┌──

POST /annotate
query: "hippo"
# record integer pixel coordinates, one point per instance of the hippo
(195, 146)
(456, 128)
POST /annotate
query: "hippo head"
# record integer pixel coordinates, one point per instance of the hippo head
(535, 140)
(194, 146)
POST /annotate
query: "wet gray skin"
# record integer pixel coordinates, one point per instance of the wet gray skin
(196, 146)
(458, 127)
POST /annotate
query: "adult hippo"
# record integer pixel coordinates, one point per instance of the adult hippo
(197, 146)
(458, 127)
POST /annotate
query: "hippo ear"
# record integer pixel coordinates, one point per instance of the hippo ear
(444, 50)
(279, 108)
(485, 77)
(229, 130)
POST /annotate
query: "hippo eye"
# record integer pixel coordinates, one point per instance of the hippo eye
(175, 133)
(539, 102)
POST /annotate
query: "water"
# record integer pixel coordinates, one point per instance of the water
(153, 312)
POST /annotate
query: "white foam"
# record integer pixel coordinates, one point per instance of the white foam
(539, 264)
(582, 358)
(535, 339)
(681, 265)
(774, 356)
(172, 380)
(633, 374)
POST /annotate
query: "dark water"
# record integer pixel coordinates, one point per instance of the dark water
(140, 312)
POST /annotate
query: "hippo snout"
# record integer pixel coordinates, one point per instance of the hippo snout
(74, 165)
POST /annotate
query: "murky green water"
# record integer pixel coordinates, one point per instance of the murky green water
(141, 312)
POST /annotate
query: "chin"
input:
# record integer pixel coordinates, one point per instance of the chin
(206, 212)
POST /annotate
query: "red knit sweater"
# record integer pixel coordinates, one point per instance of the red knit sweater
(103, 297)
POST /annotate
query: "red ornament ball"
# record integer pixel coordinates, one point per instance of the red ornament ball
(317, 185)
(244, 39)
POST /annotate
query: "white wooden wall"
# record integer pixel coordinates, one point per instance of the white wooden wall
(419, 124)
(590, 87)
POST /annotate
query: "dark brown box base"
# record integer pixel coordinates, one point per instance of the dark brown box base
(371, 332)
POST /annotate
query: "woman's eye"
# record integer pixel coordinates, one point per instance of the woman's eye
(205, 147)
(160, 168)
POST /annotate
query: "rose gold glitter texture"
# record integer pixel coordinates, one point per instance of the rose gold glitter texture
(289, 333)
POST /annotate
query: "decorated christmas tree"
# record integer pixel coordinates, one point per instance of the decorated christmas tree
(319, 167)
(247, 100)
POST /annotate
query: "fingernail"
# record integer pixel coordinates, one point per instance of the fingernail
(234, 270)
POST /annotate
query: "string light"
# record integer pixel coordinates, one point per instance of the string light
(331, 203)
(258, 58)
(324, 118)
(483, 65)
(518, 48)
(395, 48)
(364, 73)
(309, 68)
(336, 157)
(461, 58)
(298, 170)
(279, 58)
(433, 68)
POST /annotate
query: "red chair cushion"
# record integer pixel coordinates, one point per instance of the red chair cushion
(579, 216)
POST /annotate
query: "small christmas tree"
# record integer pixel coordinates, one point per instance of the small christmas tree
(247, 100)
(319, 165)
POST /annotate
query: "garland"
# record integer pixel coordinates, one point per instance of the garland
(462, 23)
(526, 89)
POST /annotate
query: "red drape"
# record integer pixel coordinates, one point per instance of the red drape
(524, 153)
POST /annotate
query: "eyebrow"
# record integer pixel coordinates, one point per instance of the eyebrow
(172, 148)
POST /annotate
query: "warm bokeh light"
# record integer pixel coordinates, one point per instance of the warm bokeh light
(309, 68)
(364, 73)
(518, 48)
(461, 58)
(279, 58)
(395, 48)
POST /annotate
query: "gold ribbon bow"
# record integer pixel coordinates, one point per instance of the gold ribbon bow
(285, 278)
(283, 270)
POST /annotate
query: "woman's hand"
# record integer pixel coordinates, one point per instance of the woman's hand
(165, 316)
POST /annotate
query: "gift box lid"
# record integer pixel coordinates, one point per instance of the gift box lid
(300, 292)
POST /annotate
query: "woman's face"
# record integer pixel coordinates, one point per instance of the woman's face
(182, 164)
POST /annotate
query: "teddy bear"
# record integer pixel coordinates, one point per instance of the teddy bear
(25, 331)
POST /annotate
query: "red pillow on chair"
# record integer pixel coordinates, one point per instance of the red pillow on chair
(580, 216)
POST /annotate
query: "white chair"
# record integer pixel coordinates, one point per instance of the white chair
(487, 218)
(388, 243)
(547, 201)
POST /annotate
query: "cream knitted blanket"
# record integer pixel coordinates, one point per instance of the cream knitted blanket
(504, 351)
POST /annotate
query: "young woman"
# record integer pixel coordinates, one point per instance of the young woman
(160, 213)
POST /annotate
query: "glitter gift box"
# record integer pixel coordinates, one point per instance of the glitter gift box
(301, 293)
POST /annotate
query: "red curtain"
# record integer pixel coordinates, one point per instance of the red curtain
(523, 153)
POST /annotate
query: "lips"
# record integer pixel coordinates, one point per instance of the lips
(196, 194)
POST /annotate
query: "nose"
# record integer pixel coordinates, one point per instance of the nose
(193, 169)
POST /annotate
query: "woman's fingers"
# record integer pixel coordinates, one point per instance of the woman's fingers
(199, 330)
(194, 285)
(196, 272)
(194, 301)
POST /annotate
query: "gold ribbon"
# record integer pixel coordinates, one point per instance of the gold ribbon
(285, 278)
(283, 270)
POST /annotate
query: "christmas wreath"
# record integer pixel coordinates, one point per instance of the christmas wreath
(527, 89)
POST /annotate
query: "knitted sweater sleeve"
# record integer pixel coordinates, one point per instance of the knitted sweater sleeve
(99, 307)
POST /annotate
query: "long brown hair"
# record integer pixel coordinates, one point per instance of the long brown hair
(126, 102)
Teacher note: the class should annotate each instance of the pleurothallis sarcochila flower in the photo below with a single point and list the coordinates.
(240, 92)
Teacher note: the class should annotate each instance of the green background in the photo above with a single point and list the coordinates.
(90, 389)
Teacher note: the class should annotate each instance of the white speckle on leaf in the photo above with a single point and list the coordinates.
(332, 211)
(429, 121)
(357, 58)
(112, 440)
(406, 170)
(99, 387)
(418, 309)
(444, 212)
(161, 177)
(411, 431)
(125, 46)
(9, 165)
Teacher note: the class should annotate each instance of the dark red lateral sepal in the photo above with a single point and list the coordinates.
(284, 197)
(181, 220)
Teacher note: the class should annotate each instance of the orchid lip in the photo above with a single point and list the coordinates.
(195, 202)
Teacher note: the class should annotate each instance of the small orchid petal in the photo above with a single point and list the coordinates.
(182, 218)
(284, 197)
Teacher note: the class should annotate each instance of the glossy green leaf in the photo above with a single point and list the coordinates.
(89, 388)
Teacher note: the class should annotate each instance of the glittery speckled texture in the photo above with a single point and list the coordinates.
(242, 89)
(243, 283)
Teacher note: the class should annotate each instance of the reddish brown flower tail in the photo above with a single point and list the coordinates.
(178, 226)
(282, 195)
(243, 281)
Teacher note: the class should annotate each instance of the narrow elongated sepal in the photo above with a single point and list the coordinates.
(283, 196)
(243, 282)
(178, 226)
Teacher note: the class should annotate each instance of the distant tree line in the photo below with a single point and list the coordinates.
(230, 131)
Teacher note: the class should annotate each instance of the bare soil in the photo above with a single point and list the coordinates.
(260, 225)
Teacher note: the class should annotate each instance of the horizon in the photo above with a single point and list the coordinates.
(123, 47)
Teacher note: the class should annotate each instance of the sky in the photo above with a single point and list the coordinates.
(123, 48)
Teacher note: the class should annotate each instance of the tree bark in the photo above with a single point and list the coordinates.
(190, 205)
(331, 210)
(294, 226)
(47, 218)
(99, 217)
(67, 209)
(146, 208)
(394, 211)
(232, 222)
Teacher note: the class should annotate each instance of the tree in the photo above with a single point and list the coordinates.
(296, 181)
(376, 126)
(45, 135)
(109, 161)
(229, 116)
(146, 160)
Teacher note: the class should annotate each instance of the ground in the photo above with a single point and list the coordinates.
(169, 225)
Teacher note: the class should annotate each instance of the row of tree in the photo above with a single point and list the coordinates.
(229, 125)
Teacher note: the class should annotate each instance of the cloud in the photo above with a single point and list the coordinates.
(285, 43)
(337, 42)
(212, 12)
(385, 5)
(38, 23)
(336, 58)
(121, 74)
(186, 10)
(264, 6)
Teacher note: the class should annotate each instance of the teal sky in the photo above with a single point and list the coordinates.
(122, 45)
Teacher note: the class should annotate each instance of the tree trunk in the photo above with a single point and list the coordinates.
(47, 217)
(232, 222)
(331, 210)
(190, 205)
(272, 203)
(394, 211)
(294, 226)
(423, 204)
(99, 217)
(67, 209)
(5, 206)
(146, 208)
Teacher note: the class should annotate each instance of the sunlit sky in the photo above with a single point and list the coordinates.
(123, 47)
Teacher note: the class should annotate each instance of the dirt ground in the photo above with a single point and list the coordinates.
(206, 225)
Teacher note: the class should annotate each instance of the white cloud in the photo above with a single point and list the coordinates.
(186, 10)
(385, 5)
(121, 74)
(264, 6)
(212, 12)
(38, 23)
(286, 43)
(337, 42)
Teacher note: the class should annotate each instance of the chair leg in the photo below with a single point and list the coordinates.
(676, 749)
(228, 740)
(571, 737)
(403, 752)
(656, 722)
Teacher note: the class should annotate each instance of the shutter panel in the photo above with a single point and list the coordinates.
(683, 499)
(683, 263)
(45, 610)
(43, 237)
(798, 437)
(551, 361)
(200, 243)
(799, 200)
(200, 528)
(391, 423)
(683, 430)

└──

» **Problem details**: Reproduce exactly every line between the line with "of the dirt" and the last line of the records above, both included.

» **Solution for this exercise**:
Teacher note: the class should annotate each instance of the dirt ground in the photo above with a single point and list the coordinates.
(206, 225)
Teacher note: the class should annotate each instance of the white cloud in the photo above with a single point and list the coordinates.
(186, 10)
(385, 5)
(121, 74)
(264, 6)
(212, 12)
(38, 23)
(286, 43)
(337, 42)
Teacher note: the class should annotate each instance of the chair leg in the photo below with a single point and list the coordinates.
(676, 749)
(228, 740)
(571, 737)
(403, 752)
(656, 722)
Teacher note: the class should annotate each instance of the shutter panel in the photo above with a single point and list the coordinates.
(683, 499)
(683, 263)
(45, 610)
(43, 237)
(798, 437)
(551, 361)
(200, 243)
(799, 200)
(200, 528)
(391, 423)
(683, 430)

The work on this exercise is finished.